● Material to process:
■ ■ ■ ■
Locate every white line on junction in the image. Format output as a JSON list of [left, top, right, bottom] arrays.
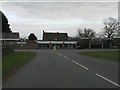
[[95, 73, 120, 87], [72, 60, 88, 70]]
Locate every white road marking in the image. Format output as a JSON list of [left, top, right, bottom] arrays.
[[72, 60, 88, 70], [63, 56, 69, 59], [55, 54, 120, 87], [95, 73, 120, 87]]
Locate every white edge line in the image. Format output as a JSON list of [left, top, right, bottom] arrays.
[[63, 56, 69, 59], [72, 60, 88, 70], [0, 0, 119, 3], [95, 73, 120, 87]]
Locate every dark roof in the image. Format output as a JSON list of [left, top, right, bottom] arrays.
[[43, 31, 68, 41], [2, 32, 19, 39]]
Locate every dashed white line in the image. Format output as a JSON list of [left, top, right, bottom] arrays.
[[63, 56, 69, 59], [95, 73, 120, 87], [72, 60, 88, 70], [55, 53, 120, 87]]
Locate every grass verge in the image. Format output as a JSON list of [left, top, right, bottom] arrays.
[[2, 52, 36, 82], [80, 51, 118, 61]]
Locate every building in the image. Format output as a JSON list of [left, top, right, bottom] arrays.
[[0, 32, 19, 45], [36, 31, 77, 49]]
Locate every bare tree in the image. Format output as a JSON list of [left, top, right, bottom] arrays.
[[77, 28, 95, 39], [77, 28, 95, 49], [103, 17, 120, 38]]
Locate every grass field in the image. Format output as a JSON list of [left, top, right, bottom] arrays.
[[80, 51, 118, 61], [2, 52, 36, 81]]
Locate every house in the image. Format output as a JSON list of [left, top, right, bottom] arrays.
[[1, 32, 19, 45], [36, 31, 77, 49]]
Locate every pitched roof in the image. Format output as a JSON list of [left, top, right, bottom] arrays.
[[43, 31, 68, 41]]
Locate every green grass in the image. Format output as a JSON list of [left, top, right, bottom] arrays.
[[80, 51, 118, 61], [2, 52, 36, 80]]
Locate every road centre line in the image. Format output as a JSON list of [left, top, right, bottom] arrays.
[[63, 56, 69, 59], [72, 60, 88, 70], [55, 51, 120, 87], [95, 73, 120, 87]]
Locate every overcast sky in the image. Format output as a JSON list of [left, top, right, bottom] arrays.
[[0, 0, 118, 39]]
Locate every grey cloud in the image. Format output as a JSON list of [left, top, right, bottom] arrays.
[[3, 2, 118, 20]]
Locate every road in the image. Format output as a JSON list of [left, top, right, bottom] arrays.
[[3, 50, 120, 88]]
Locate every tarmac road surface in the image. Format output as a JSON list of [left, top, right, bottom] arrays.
[[3, 50, 120, 88]]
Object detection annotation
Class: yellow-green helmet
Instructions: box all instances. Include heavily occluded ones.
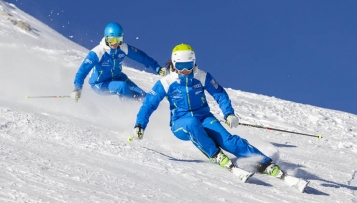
[171,44,196,67]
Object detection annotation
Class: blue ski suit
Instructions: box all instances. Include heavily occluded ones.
[135,66,271,164]
[74,38,160,98]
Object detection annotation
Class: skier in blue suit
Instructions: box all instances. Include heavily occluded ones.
[71,22,167,101]
[134,44,283,177]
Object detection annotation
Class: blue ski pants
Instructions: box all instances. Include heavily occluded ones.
[92,73,146,98]
[171,114,271,163]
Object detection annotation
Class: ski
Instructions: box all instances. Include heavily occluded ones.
[230,166,254,183]
[281,174,309,192]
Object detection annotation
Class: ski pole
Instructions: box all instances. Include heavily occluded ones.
[26,95,71,99]
[239,123,322,140]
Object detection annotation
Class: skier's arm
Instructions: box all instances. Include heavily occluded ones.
[74,51,98,89]
[204,73,234,119]
[135,80,166,129]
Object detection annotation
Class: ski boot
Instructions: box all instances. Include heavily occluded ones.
[210,151,254,183]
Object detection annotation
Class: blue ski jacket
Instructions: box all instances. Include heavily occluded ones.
[135,66,234,129]
[74,38,161,89]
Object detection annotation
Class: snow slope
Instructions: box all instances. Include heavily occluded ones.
[0,1,357,203]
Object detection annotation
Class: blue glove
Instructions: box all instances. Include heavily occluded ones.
[134,124,144,139]
[225,114,239,128]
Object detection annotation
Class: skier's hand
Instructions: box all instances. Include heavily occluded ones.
[134,123,144,139]
[225,114,239,128]
[158,67,169,76]
[71,88,82,102]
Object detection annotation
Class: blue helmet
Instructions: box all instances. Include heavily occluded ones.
[104,22,124,37]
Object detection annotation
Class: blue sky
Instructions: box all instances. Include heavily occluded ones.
[5,0,357,114]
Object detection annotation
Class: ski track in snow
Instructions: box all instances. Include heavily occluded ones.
[0,1,357,203]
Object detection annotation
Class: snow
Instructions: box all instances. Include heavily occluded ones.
[0,1,357,203]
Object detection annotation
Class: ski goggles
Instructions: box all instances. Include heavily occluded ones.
[175,61,195,72]
[106,36,124,45]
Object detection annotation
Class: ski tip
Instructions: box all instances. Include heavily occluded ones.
[128,136,134,142]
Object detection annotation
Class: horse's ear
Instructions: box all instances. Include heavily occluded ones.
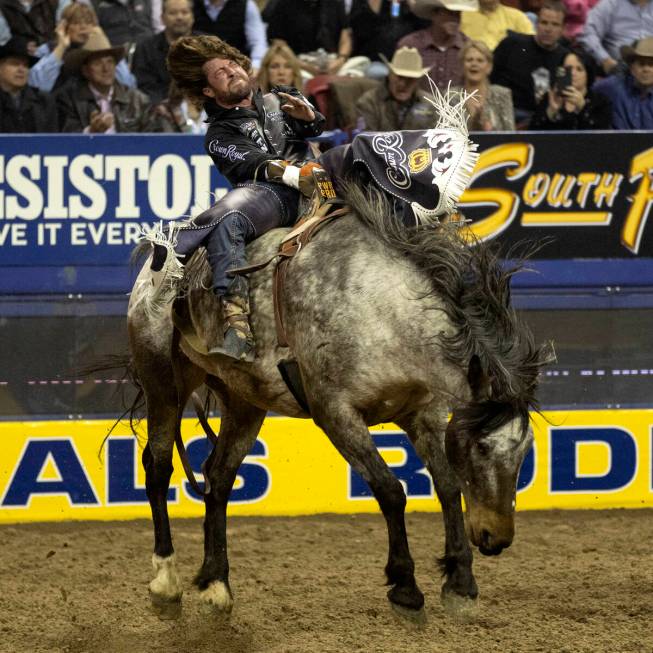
[467,354,492,401]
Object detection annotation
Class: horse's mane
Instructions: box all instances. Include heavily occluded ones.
[345,183,547,426]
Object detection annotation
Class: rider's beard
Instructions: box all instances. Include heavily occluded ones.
[216,78,252,106]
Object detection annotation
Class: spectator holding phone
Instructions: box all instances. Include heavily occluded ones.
[529,50,612,130]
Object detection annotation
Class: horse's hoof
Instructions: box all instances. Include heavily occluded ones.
[441,592,480,623]
[200,580,234,615]
[390,601,426,628]
[150,592,181,621]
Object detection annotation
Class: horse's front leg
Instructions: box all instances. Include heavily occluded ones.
[194,395,266,614]
[311,398,424,620]
[400,410,478,617]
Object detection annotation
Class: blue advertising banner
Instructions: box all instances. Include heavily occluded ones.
[0,134,229,267]
[0,132,653,294]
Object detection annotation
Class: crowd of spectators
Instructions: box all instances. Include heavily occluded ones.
[0,0,653,134]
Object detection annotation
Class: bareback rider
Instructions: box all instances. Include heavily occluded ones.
[151,36,325,361]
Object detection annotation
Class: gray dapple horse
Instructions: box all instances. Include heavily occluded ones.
[128,181,543,616]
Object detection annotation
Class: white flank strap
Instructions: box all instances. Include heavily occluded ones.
[141,221,184,317]
[411,78,479,224]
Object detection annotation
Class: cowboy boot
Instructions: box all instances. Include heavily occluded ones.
[150,242,184,300]
[208,276,256,363]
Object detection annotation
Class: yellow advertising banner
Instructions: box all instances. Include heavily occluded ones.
[0,410,653,523]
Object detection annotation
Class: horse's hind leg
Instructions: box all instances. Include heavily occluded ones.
[311,401,424,618]
[142,395,182,619]
[400,410,478,617]
[132,347,204,619]
[195,380,266,614]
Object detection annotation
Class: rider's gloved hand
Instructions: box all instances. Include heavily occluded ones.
[266,159,323,197]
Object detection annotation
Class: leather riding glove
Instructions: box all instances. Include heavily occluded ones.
[265,159,323,197]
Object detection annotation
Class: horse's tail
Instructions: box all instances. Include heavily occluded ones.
[78,354,145,455]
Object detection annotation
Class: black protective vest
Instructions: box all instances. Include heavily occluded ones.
[193,0,250,56]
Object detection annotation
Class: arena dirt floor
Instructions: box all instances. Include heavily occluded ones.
[0,510,653,653]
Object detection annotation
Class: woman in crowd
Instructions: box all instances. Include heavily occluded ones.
[29,2,136,93]
[458,41,515,131]
[529,51,612,130]
[258,41,303,93]
[154,81,209,134]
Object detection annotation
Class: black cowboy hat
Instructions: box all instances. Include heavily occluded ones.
[0,36,39,68]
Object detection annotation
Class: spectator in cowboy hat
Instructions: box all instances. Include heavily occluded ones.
[57,32,162,134]
[593,36,653,130]
[0,36,58,134]
[397,0,478,89]
[356,47,437,131]
[132,0,193,103]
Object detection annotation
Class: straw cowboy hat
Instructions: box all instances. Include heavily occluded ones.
[408,0,479,20]
[64,31,125,72]
[621,36,653,63]
[379,47,429,79]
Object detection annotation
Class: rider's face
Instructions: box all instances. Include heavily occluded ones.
[202,59,252,107]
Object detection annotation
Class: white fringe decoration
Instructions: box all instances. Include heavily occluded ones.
[140,221,184,317]
[411,77,479,224]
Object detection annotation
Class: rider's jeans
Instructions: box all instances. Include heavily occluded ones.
[175,182,299,296]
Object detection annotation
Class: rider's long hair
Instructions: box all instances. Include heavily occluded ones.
[168,35,252,108]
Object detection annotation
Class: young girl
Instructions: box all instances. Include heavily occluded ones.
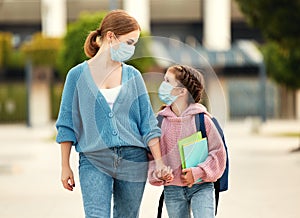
■ ■ ■ ■
● What needs to be done: Quote the listing verbatim, starting at the line that has "Locate every road in" and ending after the line that has "[134,44,283,177]". Leave any pictures out.

● Full output:
Locate every road in the image. Format output as a JSON list of [left, top, right, bottom] arrays.
[[3, 50, 120, 88]]
Locate every tarmac road surface in the image. Format output as a JSON list of [left, top, right, bottom] arrays.
[[3, 50, 120, 88]]
Object detection annotation
Class: yellow-green helmet
Instructions: box all instances. Include heavily occluded ones.
[171,44,196,67]
Object detection annotation
Class: blue ski suit
Instructions: box all instances. Include heavily occluded ones.
[135,66,271,164]
[74,38,160,98]
Object detection annotation
Class: skier in blue suit
Instructions: box all instances. Include heavily occluded ones.
[71,22,167,101]
[134,44,283,177]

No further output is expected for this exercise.